WHAT TO DO:
Rewrite every one of the records below as a numbered list of its lines, dropping any blank lines.

DATASET CONTENT:
· · · · · · ·
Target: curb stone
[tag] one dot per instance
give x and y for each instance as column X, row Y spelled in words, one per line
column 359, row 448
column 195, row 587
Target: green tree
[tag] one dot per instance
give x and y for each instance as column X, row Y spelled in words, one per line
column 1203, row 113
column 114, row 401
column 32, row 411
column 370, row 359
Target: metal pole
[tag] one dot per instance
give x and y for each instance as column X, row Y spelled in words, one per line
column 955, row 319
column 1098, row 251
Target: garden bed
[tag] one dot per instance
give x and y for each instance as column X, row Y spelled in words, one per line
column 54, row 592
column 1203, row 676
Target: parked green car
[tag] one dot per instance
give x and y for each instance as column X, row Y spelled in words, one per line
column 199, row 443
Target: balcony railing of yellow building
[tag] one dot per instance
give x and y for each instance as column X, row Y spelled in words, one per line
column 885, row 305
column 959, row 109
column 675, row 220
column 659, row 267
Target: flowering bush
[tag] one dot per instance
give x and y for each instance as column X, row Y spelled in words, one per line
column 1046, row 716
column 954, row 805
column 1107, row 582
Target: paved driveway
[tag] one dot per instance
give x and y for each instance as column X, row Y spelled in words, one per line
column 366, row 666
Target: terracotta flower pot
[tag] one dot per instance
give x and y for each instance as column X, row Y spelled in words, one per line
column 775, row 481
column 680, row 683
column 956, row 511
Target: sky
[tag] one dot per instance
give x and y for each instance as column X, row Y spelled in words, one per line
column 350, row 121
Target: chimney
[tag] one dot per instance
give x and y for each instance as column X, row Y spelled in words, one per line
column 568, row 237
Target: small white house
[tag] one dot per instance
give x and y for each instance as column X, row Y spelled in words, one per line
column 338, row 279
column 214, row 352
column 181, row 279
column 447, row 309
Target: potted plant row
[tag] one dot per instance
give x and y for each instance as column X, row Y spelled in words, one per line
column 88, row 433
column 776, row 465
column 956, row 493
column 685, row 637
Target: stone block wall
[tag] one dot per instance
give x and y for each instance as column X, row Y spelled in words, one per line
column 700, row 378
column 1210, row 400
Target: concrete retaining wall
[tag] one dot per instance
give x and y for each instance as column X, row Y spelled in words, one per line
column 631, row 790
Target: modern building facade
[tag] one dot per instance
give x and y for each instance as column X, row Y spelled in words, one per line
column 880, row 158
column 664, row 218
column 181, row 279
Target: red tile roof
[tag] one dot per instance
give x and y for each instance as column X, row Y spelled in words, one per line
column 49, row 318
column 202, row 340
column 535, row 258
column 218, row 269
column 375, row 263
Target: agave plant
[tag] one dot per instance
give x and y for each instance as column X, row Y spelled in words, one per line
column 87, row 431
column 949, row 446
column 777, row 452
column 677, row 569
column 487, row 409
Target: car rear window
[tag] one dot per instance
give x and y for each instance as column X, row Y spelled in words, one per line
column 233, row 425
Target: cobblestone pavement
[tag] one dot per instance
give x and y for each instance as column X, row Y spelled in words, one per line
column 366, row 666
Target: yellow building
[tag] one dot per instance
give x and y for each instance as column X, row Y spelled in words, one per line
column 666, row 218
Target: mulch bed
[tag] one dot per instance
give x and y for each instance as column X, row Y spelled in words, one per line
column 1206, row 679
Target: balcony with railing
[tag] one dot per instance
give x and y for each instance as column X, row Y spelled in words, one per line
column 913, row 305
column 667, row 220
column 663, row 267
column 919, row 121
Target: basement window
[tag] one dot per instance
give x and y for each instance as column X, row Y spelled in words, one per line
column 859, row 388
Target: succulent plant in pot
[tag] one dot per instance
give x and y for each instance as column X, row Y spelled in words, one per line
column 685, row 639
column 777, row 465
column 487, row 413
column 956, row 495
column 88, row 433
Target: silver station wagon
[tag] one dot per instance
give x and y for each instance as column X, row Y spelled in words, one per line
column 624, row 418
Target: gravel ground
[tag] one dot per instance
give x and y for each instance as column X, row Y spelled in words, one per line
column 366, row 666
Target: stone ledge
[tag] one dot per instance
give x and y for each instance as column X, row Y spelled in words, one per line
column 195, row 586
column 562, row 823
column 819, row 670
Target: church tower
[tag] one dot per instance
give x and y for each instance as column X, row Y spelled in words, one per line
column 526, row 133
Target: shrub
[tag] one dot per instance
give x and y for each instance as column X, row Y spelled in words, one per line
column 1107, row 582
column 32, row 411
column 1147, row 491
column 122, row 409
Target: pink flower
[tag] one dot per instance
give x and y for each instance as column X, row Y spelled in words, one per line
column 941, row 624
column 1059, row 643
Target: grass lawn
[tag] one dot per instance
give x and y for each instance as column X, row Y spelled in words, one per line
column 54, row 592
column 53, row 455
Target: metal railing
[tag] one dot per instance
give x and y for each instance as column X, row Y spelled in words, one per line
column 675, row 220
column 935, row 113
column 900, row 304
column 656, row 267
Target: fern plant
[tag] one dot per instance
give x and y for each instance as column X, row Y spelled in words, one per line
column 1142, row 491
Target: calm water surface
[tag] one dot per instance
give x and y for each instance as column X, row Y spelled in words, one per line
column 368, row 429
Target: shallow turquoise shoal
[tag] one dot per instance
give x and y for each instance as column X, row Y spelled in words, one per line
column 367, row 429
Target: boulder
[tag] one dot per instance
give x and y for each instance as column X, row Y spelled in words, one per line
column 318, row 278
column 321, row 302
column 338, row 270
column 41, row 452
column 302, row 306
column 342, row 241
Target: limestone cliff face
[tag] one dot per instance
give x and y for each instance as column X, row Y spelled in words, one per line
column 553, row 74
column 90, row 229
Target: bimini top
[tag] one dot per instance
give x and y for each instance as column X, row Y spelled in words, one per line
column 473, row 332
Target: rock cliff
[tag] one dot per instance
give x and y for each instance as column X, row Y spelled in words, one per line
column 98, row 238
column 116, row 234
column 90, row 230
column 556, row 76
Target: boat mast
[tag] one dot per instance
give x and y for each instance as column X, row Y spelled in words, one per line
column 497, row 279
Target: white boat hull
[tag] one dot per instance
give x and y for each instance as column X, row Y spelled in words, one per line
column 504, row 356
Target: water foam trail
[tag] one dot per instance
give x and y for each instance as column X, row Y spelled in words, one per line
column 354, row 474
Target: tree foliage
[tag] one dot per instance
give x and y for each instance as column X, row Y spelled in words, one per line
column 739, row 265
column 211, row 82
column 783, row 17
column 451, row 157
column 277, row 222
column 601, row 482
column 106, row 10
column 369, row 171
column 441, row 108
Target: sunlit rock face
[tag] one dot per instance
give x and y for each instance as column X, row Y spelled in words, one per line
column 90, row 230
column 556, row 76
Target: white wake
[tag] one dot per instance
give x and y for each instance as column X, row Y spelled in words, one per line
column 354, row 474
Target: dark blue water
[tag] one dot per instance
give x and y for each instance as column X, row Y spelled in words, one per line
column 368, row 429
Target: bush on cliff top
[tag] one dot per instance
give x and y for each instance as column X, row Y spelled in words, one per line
· · · · · · ·
COMPLETE RESPONSE:
1. Target: curb stone
2. [tag] one dot per instance
3. give x and y for each instance as column X, row Y spelled in words, one per line
4. column 359, row 448
5. column 195, row 587
6. Target: green tree
7. [tag] one dot per instance
8. give x and y for each instance as column X, row Y spelled in words, one per line
9. column 1203, row 113
10. column 114, row 401
11. column 32, row 411
12. column 370, row 359
13. Target: metal pole
14. [tag] one dot per instance
15. give x and y for each instance as column X, row Y spelled in words, one per line
16. column 955, row 319
17. column 1098, row 251
18. Target: garden bed
19. [tag] one dot per instance
20. give x and y for each instance as column X, row Y spelled in words, one per line
21. column 54, row 592
22. column 1203, row 676
23. Target: parked green car
24. [tag] one dot per instance
25. give x and y for each instance as column X, row Y spelled in words, one per line
26. column 199, row 443
27. Target: balcony railing of yellow building
28. [tag] one dot per instance
29. give x and y for each instance as column X, row Y spelled in words, one per line
30. column 885, row 305
31. column 959, row 109
32. column 675, row 220
33. column 659, row 267
34. Target: flowering bush
35. [tag] one dot per instance
36. give x and y for each instance as column X, row Y spelled in words, one per line
37. column 1046, row 716
38. column 954, row 805
39. column 1107, row 582
40. Target: paved driveway
41. [tag] one dot per instance
42. give x and y for each instance as column X, row Y spelled in words, one per line
43. column 366, row 666
44. Target: terracotta flower pot
45. [tag] one dot per instance
46. give x and y for each instance as column X, row Y spelled in words, one per line
47. column 775, row 481
48. column 680, row 683
49. column 956, row 511
50. Target: sky
51. [tag] one dot per instance
52. give x and y for each instance as column X, row Y spelled in words, one per line
53. column 350, row 121
54. Target: chimney
55. [tag] one dot per instance
56. give x and y for each instance as column X, row Y spelled in words, one per line
57. column 568, row 237
58. Target: small white house
59. [tag] one dot per instance
60. give x and y for each instance as column X, row Y spelled in words, one per line
61. column 338, row 279
62. column 214, row 352
63. column 181, row 279
64. column 447, row 309
65. Target: potted plant row
66. [tag] one dot per instance
67. give x and y for each instance as column X, row Y spelled in words, one per line
68. column 88, row 433
69. column 776, row 465
70. column 956, row 493
71. column 685, row 637
72. Target: stone block wall
73. [tag] one dot per instance
74. give x and y for each instance as column X, row Y spelled in words, one per line
75. column 700, row 378
76. column 1210, row 400
77. Target: concrete retaining wall
78. [tag] one dot per instance
79. give x and y for each instance as column X, row Y spelled in words, one per line
80. column 631, row 790
81. Target: modern building facade
82. [tag] one dot per instance
83. give x and y for each instance as column X, row Y spelled in words, one per line
84. column 880, row 158
85. column 664, row 218
86. column 181, row 279
87. Target: red tile roof
88. [tag] one dot per instance
89. give x and y for each instance as column X, row Y spelled in words, one per line
90. column 49, row 318
91. column 202, row 340
92. column 535, row 258
93. column 218, row 269
94. column 375, row 263
95. Target: agave plant
96. [tag] one dot per instance
97. give x and y for each instance as column X, row Y spelled in words, one per line
98. column 87, row 431
99. column 949, row 446
100. column 777, row 452
101. column 677, row 569
102. column 487, row 409
103. Target: car rear window
104. [tag] one dot per instance
105. give x and y for each instance as column X, row Y spelled in words, one per line
106. column 233, row 425
107. Target: cobblestone pavement
108. [tag] one dot per instance
109. give x and y for each instance as column X, row Y spelled in words, one per line
110. column 366, row 666
111. Target: yellow building
112. [tag] one dot per instance
113. give x and y for each instance as column X, row Y spelled in words, one per line
114. column 666, row 218
115. Target: mulch bed
116. [tag] one dot per instance
117. give x and y for each instance as column X, row Y spelled in words, one per line
118. column 1206, row 679
119. Target: balcony with railing
120. [tag] one dot per instance
121. give x and y for each instance as column X, row Y spelled in words, one per line
122. column 913, row 305
123. column 667, row 220
124. column 663, row 267
125. column 919, row 121
126. Target: basement window
127. [tag] one dot per instance
128. give x and y for each instance as column X, row Y spelled in words, one per line
129. column 859, row 388
130. Target: succulent plant in pot
131. [tag] one dot per instance
132. give x and y for each instance as column X, row Y spelled in words, one per line
133. column 685, row 639
134. column 777, row 465
135. column 487, row 413
136. column 956, row 495
137. column 88, row 433
138. Target: silver station wagon
139. [tag] one dot per instance
140. give x and y for each instance as column X, row Y spelled in words, one per line
141. column 624, row 418
142. Target: gravel ground
143. [tag] one dot per instance
144. give x and y for each instance as column X, row Y spelled in words, one per line
145. column 366, row 666
146. Target: stone ledge
147. [tag] one dot per instance
148. give x and y for each instance as column X, row Y spelled in words, one per line
149. column 195, row 586
150. column 562, row 823
151. column 819, row 670
152. Target: church tower
153. [tag] one dot per instance
154. give x and y for each instance as column X, row Y spelled in words, one per line
155. column 526, row 133
156. Target: shrub
157. [tag] one dot per instance
158. give x and y for each instance as column X, row Y spelled in words, one per line
159. column 1107, row 582
160. column 32, row 411
161. column 1147, row 491
162. column 122, row 409
163. Target: pink flower
164. [tag] one dot per instance
165. give x and y for each instance as column X, row Y spelled in words, one per line
166. column 941, row 624
167. column 1059, row 643
168. Target: grass lawn
169. [tag] one dot per instance
170. give x and y for each instance as column X, row Y spelled in words, one per line
171. column 54, row 592
172. column 53, row 455
173. Target: metal railing
174. [tag] one dot per instance
175. give x and y for each instance as column X, row Y spelled in words, one per line
176. column 675, row 220
177. column 935, row 113
178. column 900, row 304
179. column 656, row 267
180. Target: fern plant
181. [tag] one dot per instance
182. give x and y for each instance as column X, row Y spelled in words, one per line
183. column 1142, row 491
184. Target: calm water surface
185. [tag] one dot per instance
186. give x and y for each instance as column X, row Y spelled in words, one per line
187. column 368, row 429
188. Target: shallow turquoise shoal
189. [tag] one dot per instance
190. give x and y for each instance as column X, row Y spelled in words, one per line
191. column 367, row 429
192. Target: boulder
193. [tag] one dot per instance
194. give x and y for each instance as column X, row Y spelled in words, one per line
195. column 318, row 278
196. column 321, row 302
197. column 338, row 270
198. column 41, row 452
199. column 302, row 306
200. column 342, row 241
201. Target: limestone cliff face
202. [tag] one dot per instance
203. give x and y for each instance as column X, row Y spelled in words, one per line
204. column 553, row 74
205. column 90, row 229
206. Target: bimini top
207. [tag] one dot per instance
208. give x and y for each instance as column X, row Y spelled in words, one per line
209. column 473, row 332
210. Target: rock cliff
211. [tag] one dot per instance
212. give x and y for each instance as column X, row Y spelled in words, one per line
213. column 98, row 238
214. column 116, row 234
215. column 90, row 230
216. column 556, row 76
217. Target: boat mast
218. [tag] one dot per instance
219. give x and y for each instance as column X, row Y spelled in words, one per line
220. column 497, row 279
221. Target: white boat hull
222. [tag] one dot per instance
223. give x and y for each instance as column X, row Y spelled in words, one per line
224. column 504, row 356
225. Target: water foam trail
226. [tag] one dot per instance
227. give x and y for each instance as column X, row Y spelled in words, one per line
228. column 354, row 474
229. Target: tree foliage
230. [tag] one dot per instance
231. give x and y for each instance as column X, row Y spelled in words, one per line
232. column 739, row 265
233. column 211, row 82
234. column 783, row 17
235. column 451, row 157
236. column 277, row 222
237. column 601, row 482
238. column 106, row 10
239. column 369, row 171
240. column 441, row 108
241. Target: sunlit rock face
242. [tag] one dot per instance
243. give x and y for each instance as column X, row Y spelled in words, one per line
244. column 90, row 230
245. column 556, row 76
246. Target: white wake
247. [tag] one dot per instance
248. give x and y for each instance as column X, row Y spelled in words, one per line
249. column 354, row 474
250. Target: dark blue water
251. [tag] one dot per instance
252. give x and y for each instance as column X, row Y spelled in words, one per line
253. column 368, row 429
254. Target: bush on cliff top
255. [tag] one dot per instance
256. give x and y for each instance as column X, row Y spelled in words, one per line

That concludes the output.